> **AÇÕES A REALIZAR**
(A) Traduza para o inglês esta frase do acórdão: "Acrescentou ainda que a Autora se apropriou indevidamente de montantes do fundo de reserva do condomínio."
(B) Digite novamente o trecho do acórdão que se inicia com as palavras que contêm "1. Citado, o" e se encerra com "deduziu pedido reconvencional.".

> **TRECHO**
Acórdão nº 2809/19.2T8PTM.E1.S1 de Supremo Tribunal de Justiça (Portugal), 16 de Novembro de 2023

Magistrado ResponsávelPEDRO DE LIMA GONÇALVES
Data da Resolução16 de Novembro de 2023
EmissorSupremo Tribunal de Justiça (Portugal)

Acórdão Acordam no Supremo Tribunal de Justiça: I.

Relatório 1.

Questões & Sugestões, Lda.

propôs a presente ação contra o Condomínio do Clube ... - Bloco II, relativo ao prédio urbano descrito e inscrito na Conservatória do Registo Predial de ... sob a ficha ...89, da freguesia de ..., sito na Avenida ..., com sede e endereço postal neste mesmo local, representado em juízo pela sua administradora A..., Lda.

, com fundamento em destituição da Autora do exercício da administração do condomínio Réu sem justa causa para o efeito, privando a Autora de receber até final os montantes que tinha contratualizado para o desempenho dessa função de administradora.

Concluiu, pedindo seja a presente ação julgada provada e procedente, e o condomínio Réu condenado a pagar à Autora a quantia de €119 925,00, acrescida de juros calculados desde o dia em que for efetuada a citação, contados à taxa legal aplicável às dívidas comerciais, por o Réu ser uma pessoa equiparada a uma pessoa coletiva, e contados até ao dia em que o pagamento da dívida for integralmente efetuado.

  1. Citado, o Réu veio contestar, alegando ter existido justa causa para a exoneração da Autora, em virtude do deficiente desempenho das suas funções, sendo que, mais considerou, nem sequer ser exigível justa causa e ainda alegou que a Autora não teve real prejuízo com essa destituição.

    Mais alegou que a Autora, em virtude desse seu desempenho negligente, fez o Réu perder diversas receitas, por não cobrança atempada de dívidas ou por celebração de contrato com a empresa Al... que se mostrou desfavorável aos interesses do condomínio. Acrescentou ainda que a Autora se apropriou indevidamente de montantes do fundo de reserva do condomínio. Em conformidade, deduziu pedido reconvencional.

    Concluiu pela improcedência da ação intentada pela Autora e pela procedência da reconvenção, e, em consequência, pediu que seja a reconvinda condenada: - a pagar ao Réu a quantia global de €211 799,46 pelos danos patrimoniais que lhe foram causados pela Autora; - a pagar ao Réu os prejuízos que vierem a resultar da improcedência dos processos executivos devido à prescrição verificada pelo não cumprimento da sua função de cobrar as receitas, como determina a primeira parta da al. h) do artigo 1436.º do Código Civil, cujo apuramento do valor concreto dos danos será feita em sede de liquidação de sentença.

  2. A Autora replicou, pugnando pela improcedência da reconvenção.

> **CONTEÚDO DOS DADOS**
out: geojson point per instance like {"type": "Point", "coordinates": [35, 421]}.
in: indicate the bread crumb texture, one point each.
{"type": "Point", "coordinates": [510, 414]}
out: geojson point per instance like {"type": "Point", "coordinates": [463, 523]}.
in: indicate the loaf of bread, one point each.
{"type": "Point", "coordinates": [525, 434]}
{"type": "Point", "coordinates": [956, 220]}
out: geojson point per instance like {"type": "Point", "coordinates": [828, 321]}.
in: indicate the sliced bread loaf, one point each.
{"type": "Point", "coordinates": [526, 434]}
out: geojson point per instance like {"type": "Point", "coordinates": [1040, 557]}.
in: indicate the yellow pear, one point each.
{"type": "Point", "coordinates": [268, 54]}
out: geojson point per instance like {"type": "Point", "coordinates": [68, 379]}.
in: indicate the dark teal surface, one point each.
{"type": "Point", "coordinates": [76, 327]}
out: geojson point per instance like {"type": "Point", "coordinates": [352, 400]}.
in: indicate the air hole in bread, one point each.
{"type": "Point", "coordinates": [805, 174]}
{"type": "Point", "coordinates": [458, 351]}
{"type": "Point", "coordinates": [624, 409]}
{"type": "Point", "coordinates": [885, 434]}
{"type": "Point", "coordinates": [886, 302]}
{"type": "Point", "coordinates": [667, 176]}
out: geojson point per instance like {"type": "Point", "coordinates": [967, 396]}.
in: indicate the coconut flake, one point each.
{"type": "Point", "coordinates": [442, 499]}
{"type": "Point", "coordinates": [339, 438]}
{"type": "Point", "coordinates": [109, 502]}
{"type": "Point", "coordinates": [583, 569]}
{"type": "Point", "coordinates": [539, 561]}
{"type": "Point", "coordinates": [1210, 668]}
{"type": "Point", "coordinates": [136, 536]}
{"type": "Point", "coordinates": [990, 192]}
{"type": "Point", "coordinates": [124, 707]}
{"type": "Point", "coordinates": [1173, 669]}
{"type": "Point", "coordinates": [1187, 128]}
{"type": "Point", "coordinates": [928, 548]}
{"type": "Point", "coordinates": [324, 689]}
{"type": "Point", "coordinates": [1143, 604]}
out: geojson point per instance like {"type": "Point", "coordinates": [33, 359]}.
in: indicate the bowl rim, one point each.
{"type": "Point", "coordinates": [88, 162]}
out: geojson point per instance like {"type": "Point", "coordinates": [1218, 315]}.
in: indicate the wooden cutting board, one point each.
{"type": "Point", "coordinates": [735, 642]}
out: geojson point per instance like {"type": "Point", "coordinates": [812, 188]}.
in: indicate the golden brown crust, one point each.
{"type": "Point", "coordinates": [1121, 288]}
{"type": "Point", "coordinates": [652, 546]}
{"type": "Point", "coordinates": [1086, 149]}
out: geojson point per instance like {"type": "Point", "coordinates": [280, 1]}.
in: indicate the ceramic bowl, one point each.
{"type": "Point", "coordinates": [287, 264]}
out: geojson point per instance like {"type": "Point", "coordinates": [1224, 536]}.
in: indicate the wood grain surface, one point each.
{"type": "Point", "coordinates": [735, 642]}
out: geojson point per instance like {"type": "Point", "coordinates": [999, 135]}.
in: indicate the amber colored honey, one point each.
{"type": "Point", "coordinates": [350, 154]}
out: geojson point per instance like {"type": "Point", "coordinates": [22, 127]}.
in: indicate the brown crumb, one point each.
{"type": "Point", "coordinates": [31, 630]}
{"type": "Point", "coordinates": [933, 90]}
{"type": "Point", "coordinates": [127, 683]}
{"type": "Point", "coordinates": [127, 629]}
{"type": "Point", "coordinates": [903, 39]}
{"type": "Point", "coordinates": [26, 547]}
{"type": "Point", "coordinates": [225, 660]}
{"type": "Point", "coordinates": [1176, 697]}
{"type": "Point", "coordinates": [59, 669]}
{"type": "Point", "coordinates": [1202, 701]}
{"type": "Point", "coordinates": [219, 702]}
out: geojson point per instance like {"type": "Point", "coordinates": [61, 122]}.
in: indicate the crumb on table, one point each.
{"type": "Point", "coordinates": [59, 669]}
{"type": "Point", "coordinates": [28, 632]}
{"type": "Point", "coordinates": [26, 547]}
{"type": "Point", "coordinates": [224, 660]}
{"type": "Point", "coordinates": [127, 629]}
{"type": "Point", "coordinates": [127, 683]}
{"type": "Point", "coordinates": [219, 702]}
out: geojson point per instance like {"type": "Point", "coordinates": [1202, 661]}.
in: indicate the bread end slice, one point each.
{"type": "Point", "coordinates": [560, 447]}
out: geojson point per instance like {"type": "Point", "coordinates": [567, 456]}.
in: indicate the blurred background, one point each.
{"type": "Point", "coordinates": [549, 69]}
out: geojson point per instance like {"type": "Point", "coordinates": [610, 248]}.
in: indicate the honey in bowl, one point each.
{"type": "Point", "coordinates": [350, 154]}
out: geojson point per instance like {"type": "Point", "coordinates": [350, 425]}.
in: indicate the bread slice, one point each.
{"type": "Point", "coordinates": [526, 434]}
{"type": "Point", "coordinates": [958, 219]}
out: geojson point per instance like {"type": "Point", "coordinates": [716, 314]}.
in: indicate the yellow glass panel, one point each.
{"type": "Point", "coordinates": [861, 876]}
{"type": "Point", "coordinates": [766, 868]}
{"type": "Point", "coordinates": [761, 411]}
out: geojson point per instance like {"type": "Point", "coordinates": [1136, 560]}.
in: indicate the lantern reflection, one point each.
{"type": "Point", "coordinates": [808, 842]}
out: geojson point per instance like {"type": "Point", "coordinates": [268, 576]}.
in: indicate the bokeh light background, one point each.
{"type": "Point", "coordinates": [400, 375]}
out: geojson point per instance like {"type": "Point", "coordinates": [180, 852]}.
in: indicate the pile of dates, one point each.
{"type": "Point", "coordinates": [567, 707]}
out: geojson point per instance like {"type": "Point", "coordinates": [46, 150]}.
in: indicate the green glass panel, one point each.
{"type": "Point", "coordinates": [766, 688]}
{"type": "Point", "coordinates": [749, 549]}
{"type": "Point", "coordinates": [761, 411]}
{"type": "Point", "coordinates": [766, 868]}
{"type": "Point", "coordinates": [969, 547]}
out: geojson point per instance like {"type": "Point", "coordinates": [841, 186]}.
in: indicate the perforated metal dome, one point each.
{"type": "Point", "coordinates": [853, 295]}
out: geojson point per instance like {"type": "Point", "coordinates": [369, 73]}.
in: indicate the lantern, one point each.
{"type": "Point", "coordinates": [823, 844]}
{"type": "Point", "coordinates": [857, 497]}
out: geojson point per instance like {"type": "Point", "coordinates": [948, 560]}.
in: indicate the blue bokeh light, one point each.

> **RESULTADOS FINAIS**
(A) It further added that the Plaintiff had improperly appropriated amounts from the condominium's reserve fund.

(B)
1. Citado, o Réu veio contestar, alegando ter existido justa causa para a exoneração da Autora, em virtude do deficiente desempenho das suas funções, sendo que, mais considerou, nem sequer ser exigível justa causa e ainda alegou que a Autora não teve real prejuízo com essa destituição.

    Mais alegou que a Autora, em virtude desse seu desempenho negligente, fez o Réu perder diversas receitas, por não cobrança atempada de dívidas ou por celebração de contrato com a empresa Al... que se mostrou desfavorável aos interesses do condomínio. Acrescentou ainda que a Autora se apropriou indevidamente de montantes do fundo de reserva do condomínio. Em conformidade, deduziu pedido reconvencional.